● **Work to be completed**: Please restate every record below word for word.
[[ Records shown open ]]
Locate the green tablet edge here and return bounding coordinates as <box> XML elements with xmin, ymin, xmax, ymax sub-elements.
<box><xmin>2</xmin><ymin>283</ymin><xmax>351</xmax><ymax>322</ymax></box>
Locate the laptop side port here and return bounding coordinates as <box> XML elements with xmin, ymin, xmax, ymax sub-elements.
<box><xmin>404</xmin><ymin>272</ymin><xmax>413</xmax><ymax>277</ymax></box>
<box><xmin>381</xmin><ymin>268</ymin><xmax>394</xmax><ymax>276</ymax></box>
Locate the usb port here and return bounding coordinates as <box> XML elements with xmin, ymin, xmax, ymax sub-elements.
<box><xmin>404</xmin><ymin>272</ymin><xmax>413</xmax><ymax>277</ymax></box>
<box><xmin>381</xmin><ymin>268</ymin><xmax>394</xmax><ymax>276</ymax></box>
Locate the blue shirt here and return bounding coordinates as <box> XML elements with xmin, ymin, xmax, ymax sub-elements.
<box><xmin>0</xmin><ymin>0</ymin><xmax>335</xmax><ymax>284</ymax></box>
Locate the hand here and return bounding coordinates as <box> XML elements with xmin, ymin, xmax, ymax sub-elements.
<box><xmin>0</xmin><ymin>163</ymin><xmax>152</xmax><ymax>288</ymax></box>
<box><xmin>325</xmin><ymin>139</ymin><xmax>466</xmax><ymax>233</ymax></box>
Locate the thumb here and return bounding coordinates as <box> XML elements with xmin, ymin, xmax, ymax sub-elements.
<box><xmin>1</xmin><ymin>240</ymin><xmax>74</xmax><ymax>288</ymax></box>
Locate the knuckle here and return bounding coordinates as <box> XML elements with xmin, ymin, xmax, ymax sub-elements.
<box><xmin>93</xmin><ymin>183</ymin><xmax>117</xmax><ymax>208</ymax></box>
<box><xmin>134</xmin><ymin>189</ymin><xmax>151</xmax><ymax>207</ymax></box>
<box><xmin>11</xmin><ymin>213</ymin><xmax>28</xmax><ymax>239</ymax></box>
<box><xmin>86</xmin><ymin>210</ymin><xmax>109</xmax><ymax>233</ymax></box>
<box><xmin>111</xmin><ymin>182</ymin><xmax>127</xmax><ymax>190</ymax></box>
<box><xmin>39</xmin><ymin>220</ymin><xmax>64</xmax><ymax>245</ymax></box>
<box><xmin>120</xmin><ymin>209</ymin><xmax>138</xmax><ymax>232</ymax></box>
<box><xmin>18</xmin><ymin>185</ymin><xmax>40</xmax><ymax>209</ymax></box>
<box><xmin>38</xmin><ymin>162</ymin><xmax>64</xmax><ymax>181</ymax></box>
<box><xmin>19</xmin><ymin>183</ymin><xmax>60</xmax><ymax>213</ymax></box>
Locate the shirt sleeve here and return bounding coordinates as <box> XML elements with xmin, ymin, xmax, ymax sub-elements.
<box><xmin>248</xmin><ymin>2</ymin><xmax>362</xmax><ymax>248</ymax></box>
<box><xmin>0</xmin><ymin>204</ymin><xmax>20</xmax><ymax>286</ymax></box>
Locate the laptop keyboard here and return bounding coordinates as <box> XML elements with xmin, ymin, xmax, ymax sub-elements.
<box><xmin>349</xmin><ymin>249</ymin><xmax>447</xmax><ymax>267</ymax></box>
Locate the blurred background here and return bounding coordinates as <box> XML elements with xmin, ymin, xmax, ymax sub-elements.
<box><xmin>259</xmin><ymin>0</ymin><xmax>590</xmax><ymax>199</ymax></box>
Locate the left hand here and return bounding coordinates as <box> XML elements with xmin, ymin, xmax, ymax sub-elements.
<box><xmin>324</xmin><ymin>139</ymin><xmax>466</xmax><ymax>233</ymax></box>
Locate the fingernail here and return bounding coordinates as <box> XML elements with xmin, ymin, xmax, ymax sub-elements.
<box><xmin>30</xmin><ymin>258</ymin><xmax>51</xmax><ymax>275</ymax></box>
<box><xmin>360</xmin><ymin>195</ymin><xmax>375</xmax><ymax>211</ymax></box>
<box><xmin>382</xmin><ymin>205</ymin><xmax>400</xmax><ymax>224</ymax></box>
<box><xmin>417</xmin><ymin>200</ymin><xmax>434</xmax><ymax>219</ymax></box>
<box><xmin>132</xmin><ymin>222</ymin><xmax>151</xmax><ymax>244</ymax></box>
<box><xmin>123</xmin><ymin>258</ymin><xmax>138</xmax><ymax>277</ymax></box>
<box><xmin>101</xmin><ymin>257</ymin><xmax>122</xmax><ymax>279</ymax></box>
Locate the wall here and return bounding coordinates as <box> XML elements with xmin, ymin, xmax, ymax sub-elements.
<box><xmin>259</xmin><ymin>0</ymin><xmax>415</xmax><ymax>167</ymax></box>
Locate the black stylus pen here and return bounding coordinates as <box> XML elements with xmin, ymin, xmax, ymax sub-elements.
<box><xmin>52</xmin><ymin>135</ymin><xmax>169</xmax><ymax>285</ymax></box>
[[ Records shown closed ]]
● **Task output**:
Locate the green tablet edge here and return bounding coordinates as <box> XML elements with xmin, ymin, xmax, ymax sub-elements.
<box><xmin>2</xmin><ymin>283</ymin><xmax>351</xmax><ymax>322</ymax></box>
Locate the laptop side port here and return bounding coordinates as <box> XML elements with xmin, ymin, xmax, ymax sub-elements.
<box><xmin>404</xmin><ymin>272</ymin><xmax>413</xmax><ymax>277</ymax></box>
<box><xmin>381</xmin><ymin>268</ymin><xmax>394</xmax><ymax>276</ymax></box>
Locate the usb port here and return bounding coordinates as <box> XML elements with xmin, ymin, xmax, ymax sub-elements.
<box><xmin>404</xmin><ymin>272</ymin><xmax>413</xmax><ymax>277</ymax></box>
<box><xmin>381</xmin><ymin>268</ymin><xmax>394</xmax><ymax>276</ymax></box>
Locate the blue shirt here and return bounding coordinates as <box> XML elements with xmin, ymin, xmax, ymax sub-elements.
<box><xmin>0</xmin><ymin>0</ymin><xmax>335</xmax><ymax>284</ymax></box>
Locate the hand here and return bounding coordinates as <box> XML elements with xmin, ymin, xmax, ymax sub-elements.
<box><xmin>0</xmin><ymin>163</ymin><xmax>152</xmax><ymax>288</ymax></box>
<box><xmin>325</xmin><ymin>139</ymin><xmax>466</xmax><ymax>233</ymax></box>
Locate the thumb here and return bounding coordinates as <box> XML elements with xmin, ymin, xmax, ymax sub-elements.
<box><xmin>1</xmin><ymin>240</ymin><xmax>74</xmax><ymax>288</ymax></box>
Locate the knuckle here and return bounding coordinates as <box> XML elements with xmin, ymin, xmax, ymax sub-elements.
<box><xmin>93</xmin><ymin>183</ymin><xmax>117</xmax><ymax>208</ymax></box>
<box><xmin>134</xmin><ymin>189</ymin><xmax>151</xmax><ymax>207</ymax></box>
<box><xmin>11</xmin><ymin>213</ymin><xmax>28</xmax><ymax>239</ymax></box>
<box><xmin>86</xmin><ymin>210</ymin><xmax>109</xmax><ymax>233</ymax></box>
<box><xmin>111</xmin><ymin>182</ymin><xmax>127</xmax><ymax>190</ymax></box>
<box><xmin>39</xmin><ymin>220</ymin><xmax>64</xmax><ymax>245</ymax></box>
<box><xmin>120</xmin><ymin>209</ymin><xmax>138</xmax><ymax>232</ymax></box>
<box><xmin>18</xmin><ymin>185</ymin><xmax>40</xmax><ymax>209</ymax></box>
<box><xmin>38</xmin><ymin>162</ymin><xmax>64</xmax><ymax>181</ymax></box>
<box><xmin>19</xmin><ymin>183</ymin><xmax>60</xmax><ymax>213</ymax></box>
Locate the shirt sleeve here and return bounding coordinates as <box> XML elements with xmin, ymin, xmax, ymax sub-elements.
<box><xmin>248</xmin><ymin>2</ymin><xmax>362</xmax><ymax>248</ymax></box>
<box><xmin>0</xmin><ymin>204</ymin><xmax>20</xmax><ymax>286</ymax></box>
Locate the laptop keyboard here and return bounding coordinates as <box> XML elements with xmin, ymin, xmax, ymax sub-elements.
<box><xmin>349</xmin><ymin>249</ymin><xmax>447</xmax><ymax>267</ymax></box>
Locate the blurred background here and return bounding coordinates as <box> XML elements with xmin, ymin, xmax, ymax sub-elements.
<box><xmin>259</xmin><ymin>0</ymin><xmax>590</xmax><ymax>199</ymax></box>
Locate the left hand here and return bounding coordinates as <box> XML elements with xmin, ymin, xmax, ymax sub-elements.
<box><xmin>324</xmin><ymin>139</ymin><xmax>466</xmax><ymax>233</ymax></box>
Locate the fingernail here and return bounding coordinates as <box> XML elements with xmin, ymin, xmax, ymax sub-elements.
<box><xmin>30</xmin><ymin>258</ymin><xmax>51</xmax><ymax>275</ymax></box>
<box><xmin>360</xmin><ymin>195</ymin><xmax>375</xmax><ymax>211</ymax></box>
<box><xmin>382</xmin><ymin>205</ymin><xmax>400</xmax><ymax>224</ymax></box>
<box><xmin>417</xmin><ymin>200</ymin><xmax>434</xmax><ymax>219</ymax></box>
<box><xmin>132</xmin><ymin>222</ymin><xmax>151</xmax><ymax>244</ymax></box>
<box><xmin>123</xmin><ymin>258</ymin><xmax>138</xmax><ymax>277</ymax></box>
<box><xmin>101</xmin><ymin>257</ymin><xmax>122</xmax><ymax>279</ymax></box>
Locate the wall here and return bounding coordinates as <box> XML elements with xmin, ymin, xmax, ymax sub-elements.
<box><xmin>259</xmin><ymin>0</ymin><xmax>415</xmax><ymax>167</ymax></box>
Locate the black stylus pen here and return bounding coordinates as <box> XML elements with xmin, ymin, xmax, ymax sub-elements.
<box><xmin>52</xmin><ymin>135</ymin><xmax>169</xmax><ymax>285</ymax></box>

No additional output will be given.